Requirements> Reproduce each of the entries below word for word, without changing anything.

Material for this task>
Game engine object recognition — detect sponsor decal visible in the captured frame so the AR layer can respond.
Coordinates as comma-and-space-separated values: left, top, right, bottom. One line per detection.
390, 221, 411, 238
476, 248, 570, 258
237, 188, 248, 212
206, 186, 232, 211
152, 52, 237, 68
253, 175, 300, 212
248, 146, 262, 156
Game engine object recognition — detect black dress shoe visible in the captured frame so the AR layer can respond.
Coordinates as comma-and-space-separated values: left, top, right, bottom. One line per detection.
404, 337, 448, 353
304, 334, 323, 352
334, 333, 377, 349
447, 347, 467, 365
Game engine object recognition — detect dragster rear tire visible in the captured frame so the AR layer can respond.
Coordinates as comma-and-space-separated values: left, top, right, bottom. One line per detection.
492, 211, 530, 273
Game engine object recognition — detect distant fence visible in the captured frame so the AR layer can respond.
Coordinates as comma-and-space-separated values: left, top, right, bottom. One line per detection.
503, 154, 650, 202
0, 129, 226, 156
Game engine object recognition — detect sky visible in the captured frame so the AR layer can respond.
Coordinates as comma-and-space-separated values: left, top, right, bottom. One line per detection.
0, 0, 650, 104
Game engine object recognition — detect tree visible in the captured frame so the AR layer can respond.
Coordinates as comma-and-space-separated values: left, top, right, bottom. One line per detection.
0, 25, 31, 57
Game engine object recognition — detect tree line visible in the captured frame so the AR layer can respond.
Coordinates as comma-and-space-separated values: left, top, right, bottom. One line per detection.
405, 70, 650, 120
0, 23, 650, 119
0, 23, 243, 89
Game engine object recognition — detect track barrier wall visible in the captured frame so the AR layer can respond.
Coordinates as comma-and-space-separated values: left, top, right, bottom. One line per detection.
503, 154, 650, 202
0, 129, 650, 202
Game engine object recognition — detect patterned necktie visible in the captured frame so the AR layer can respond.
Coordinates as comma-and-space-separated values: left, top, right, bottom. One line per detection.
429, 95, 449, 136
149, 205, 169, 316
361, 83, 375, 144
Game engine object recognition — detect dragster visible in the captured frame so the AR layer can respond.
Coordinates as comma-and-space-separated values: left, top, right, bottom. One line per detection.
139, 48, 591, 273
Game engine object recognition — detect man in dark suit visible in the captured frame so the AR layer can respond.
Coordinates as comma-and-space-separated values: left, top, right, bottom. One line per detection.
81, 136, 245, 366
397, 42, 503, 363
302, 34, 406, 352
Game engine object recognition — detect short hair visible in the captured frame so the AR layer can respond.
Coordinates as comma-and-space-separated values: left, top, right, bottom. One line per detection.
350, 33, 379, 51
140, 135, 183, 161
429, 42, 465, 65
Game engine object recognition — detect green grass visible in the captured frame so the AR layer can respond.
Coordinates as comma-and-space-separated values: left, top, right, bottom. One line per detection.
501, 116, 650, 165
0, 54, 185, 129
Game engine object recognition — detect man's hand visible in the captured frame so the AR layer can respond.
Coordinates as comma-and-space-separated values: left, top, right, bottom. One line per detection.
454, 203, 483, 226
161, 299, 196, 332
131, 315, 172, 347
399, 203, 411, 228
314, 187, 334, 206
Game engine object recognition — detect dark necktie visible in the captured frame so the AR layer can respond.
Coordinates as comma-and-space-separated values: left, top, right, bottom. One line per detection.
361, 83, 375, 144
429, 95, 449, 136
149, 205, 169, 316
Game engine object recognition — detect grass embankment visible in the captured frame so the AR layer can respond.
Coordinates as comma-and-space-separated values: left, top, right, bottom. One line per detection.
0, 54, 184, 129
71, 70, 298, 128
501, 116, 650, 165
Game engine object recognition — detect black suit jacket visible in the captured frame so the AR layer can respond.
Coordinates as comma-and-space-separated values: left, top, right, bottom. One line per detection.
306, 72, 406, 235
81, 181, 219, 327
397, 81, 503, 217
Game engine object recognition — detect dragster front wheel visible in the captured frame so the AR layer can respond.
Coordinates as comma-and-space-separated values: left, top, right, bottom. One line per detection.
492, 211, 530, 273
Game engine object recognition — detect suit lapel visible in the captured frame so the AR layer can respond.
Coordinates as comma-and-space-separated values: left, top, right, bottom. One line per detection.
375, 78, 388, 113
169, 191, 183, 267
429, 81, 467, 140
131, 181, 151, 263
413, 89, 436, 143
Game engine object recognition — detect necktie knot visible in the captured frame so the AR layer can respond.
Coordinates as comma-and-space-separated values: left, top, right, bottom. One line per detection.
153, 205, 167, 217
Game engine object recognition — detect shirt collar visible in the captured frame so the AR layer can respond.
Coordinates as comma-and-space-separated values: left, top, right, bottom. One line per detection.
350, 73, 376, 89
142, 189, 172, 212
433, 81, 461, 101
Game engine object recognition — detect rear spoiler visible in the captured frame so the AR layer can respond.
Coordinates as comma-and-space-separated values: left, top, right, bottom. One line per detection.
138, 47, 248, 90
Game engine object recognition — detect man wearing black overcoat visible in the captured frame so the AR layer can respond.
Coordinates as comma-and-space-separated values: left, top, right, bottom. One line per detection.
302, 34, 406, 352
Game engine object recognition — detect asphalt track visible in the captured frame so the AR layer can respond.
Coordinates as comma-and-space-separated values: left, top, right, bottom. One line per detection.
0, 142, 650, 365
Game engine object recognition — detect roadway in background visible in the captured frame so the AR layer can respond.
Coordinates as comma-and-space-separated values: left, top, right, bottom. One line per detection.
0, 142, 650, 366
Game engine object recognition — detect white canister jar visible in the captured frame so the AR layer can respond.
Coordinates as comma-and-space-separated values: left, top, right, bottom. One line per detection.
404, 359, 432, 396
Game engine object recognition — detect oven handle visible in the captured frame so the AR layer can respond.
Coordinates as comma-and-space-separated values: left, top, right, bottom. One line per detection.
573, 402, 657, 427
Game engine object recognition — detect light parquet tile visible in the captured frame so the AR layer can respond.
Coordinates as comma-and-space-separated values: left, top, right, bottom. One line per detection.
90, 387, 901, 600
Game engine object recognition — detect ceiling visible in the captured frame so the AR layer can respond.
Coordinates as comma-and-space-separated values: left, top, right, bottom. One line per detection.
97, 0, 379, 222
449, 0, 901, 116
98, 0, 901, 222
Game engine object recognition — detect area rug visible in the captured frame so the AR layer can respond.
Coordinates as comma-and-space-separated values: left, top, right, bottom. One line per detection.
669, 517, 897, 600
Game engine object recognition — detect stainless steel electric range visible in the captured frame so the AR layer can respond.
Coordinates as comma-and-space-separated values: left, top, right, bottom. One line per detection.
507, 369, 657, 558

Written response>
Game engine object recognition — detect sponsor decal visible in the captured frame so the AR layer can respond.
Coordinates as comma-and-space-separated values: left, top, right, bottom. One line per detection.
390, 221, 411, 238
476, 248, 570, 258
237, 188, 248, 212
206, 186, 232, 211
152, 52, 237, 68
253, 175, 300, 212
248, 146, 262, 156
Game engine object recognition — detect black dress shoe visible in the captured frame so the AR layer can respond.
Coordinates as comma-and-space-separated values: left, top, right, bottom. One line per detection.
404, 337, 448, 353
304, 334, 323, 352
334, 333, 377, 349
447, 347, 467, 365
Game engine object recognition — detect dragster rear tire visible in the captured frame so the AR layer can respond.
Coordinates as comma-and-space-separated values: left, top, right, bottom. One line per detection.
492, 211, 530, 273
Game engine object recognition — detect distant fence visible in the captured frame so the AR layer can respond.
Coordinates as comma-and-space-separated values: left, top, right, bottom. One line per detection.
503, 154, 650, 202
0, 129, 226, 156
Game engine object recognition — detect sky visible in the captured frame so the AR layer can respond.
Coordinates as comma-and-space-separated values: left, top, right, bottom. One line per detection.
0, 0, 650, 104
Game engine object recognition — detect tree visible in the captured frame so the AR layer can respond.
Coordinates as comma-and-space-separated values: left, top, right, bottom. One line per detection.
0, 25, 31, 57
Game engine object recognition — detect tree line visible in the captured frame so the AR layer can respond.
Coordinates as comma-and-space-separated values: left, top, right, bottom. One line per detection.
405, 70, 650, 120
0, 23, 650, 119
0, 23, 243, 89
Game engine object recognition — detect track barrier wall visible in the captured frame so the AR layer can respond.
Coordinates as comma-and-space-separated values: left, top, right, bottom. One line per detection.
503, 154, 650, 202
0, 129, 650, 202
Game engine object recognition — detect patterned necktie visible in the captured frame so the AR layer can respond.
Coordinates as comma-and-space-separated values: left, top, right, bottom. One line per detection.
429, 95, 449, 136
149, 205, 169, 316
361, 83, 375, 144
Game engine object recognition — detect dragster visible in the captured frame so the AR layer can respond.
Coordinates as comma-and-space-separated values: left, top, right, bottom. One line per detection.
139, 48, 591, 273
Game engine object recognition — detect man in dark suit visible in the captured frame so the AR layer can respond.
Coordinates as comma-and-space-separated values: left, top, right, bottom. One line per detection.
81, 136, 245, 366
397, 42, 503, 363
302, 34, 406, 352
Game engine object recognition — detect short hair visible in the captured frame so the AR layer can respond.
Coordinates as comma-and-space-separated values: left, top, right, bottom. One line per detection.
350, 33, 379, 51
140, 135, 183, 161
429, 42, 465, 65
Game engine object recognition — detect green grass visible in the captured frame so the AR layer can respond.
Coordinates as comma-and-space-separated values: left, top, right, bottom. One line per detection.
501, 116, 650, 165
0, 54, 185, 129
Game engine object recognition — detect man's hand visible in the captured frame so the AR layer can respond.
Coordinates as comma-and-space-separated values: left, top, right, bottom. One line per detection.
454, 203, 483, 226
161, 299, 196, 332
131, 315, 172, 347
399, 203, 411, 228
314, 187, 334, 206
Game engine object recognition — detect dark necktie visible in the captured frame so the AR layer can respond.
Coordinates as comma-and-space-separated values: left, top, right, bottom. One line per detection.
361, 83, 375, 144
429, 95, 449, 136
149, 205, 169, 316
Game engine object recognition — detect grass embankment visible in the captured frame so the AR layer can respond.
Coordinates as comma-and-space-separated values: left, top, right, bottom. One line per detection.
0, 54, 184, 129
71, 70, 298, 128
501, 116, 650, 165
Game engine object recognition — detect black suit jacket visible in the captured frame so the AR layer can respond.
Coordinates as comma-and-space-separated values: left, top, right, bottom. One line per detection.
306, 72, 406, 235
81, 181, 219, 327
397, 81, 503, 217
Game engine object recognition — detect dragster front wheel visible in the captured frame so the AR layer can respond.
Coordinates as comma-and-space-separated values: left, top, right, bottom. One line per detection.
492, 211, 530, 273
Game engine object recognition — detect suit lapel visible in the captured frame so the AR layer can respond.
Coordinates as comma-and-space-separated values: left, top, right, bottom. One line per detection.
375, 78, 388, 113
169, 191, 183, 267
429, 81, 467, 140
131, 181, 151, 263
413, 89, 436, 143
Game engine object recognition — detect necktie knot visible in the captured frame so the AR layer can respond.
Coordinates as comma-and-space-separated values: left, top, right, bottom. One line per detection.
153, 205, 167, 217
Game engine object recognition — detect shirt collar visible in the captured frame so the AR layer can respond.
Coordinates as comma-and-space-separated values: left, top, right, bottom. One line per detection.
350, 73, 376, 89
142, 189, 172, 212
433, 81, 461, 101
Game engine object recognition — detect rear spoiler visible in the captured frame so the AR layer can respond.
Coordinates as comma-and-space-separated values: left, top, right, bottom. One line per detection.
138, 47, 248, 90
Game engine object recognition — detect man wearing black overcoat visible in the captured frame so the AR layer can respond.
Coordinates as comma-and-space-separated values: left, top, right, bottom. One line per detection.
302, 34, 406, 352
Game engine object recognition — detect asphalt track visible in the captured frame so the AR layer can respond.
Coordinates as comma-and-space-separated values: left, top, right, bottom. One line per detection.
0, 142, 650, 365
Game engine object recognition — detect roadway in background visible in the captured frame so the AR layer can respond.
Coordinates as comma-and-space-separated values: left, top, right, bottom. One line per detection.
0, 142, 650, 366
Game engine object recognition — detect white canister jar visible in the captured frame so the AR layer can respond.
Coordinates as comma-and-space-separated values: left, top, right, bottom. One line per detection.
404, 359, 432, 396
Game engine object recognition — detect oven handle visible in the captured frame so the AR layer can respond.
Coordinates as comma-and-space-separated values: left, top, right, bottom. One line per detection.
573, 402, 657, 427
Game engine object recognition — detect light parquet tile visible in the captured frame so the AR layer can respond.
Coordinates as comma-and-space-separated values: left, top, right, bottom. One line per detection.
90, 387, 901, 600
Game engine object recognition — detect ceiling visible in the captured frame so the AR layer can respond.
Coordinates as comma-and-space-separated values: left, top, right, bottom. One line per detection.
97, 0, 379, 222
449, 0, 901, 116
98, 0, 901, 222
Game engine object recognition — detect area rug visible in the captured frame so the AR layer can respond.
Coordinates as comma-and-space-separated values: left, top, right, bottom. One line per detection.
669, 517, 897, 600
Game engine object recognition — detect stainless steel electric range visible in the captured frame so the AR layer can respond.
Coordinates as comma-and-space-separated values: left, top, right, bottom. One line per detection.
507, 369, 657, 558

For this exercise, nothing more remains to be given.